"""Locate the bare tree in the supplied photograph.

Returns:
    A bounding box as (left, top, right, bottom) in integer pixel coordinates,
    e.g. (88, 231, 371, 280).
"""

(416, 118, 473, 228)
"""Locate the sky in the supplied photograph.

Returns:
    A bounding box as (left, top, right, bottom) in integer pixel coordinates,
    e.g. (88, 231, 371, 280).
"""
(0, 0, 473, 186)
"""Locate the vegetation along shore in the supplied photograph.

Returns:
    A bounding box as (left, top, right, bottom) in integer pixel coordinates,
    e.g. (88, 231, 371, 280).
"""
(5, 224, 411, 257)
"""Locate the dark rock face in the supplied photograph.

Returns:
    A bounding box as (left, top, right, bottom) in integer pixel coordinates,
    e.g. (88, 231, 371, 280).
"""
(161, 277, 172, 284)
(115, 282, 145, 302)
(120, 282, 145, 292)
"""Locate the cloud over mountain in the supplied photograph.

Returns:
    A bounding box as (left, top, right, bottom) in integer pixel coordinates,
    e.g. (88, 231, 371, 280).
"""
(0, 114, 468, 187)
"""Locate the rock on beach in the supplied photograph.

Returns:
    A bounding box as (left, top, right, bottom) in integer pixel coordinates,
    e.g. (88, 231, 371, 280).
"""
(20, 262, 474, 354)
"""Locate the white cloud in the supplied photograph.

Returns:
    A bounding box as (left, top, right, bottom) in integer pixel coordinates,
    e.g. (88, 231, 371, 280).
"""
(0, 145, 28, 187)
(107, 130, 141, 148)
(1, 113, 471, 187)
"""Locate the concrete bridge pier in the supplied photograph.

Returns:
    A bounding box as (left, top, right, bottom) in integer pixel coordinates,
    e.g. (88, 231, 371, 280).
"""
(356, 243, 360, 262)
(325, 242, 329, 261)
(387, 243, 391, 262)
------------------------
## WHAT IS BEING ASKED
Considering only the data above, return the lines in which "cloud" occurs.

## RESPONSE TO THIS TASK
"""Locate the cloud over mountain in the supplied photograph.
"""Locate the white cloud in the supplied photograph.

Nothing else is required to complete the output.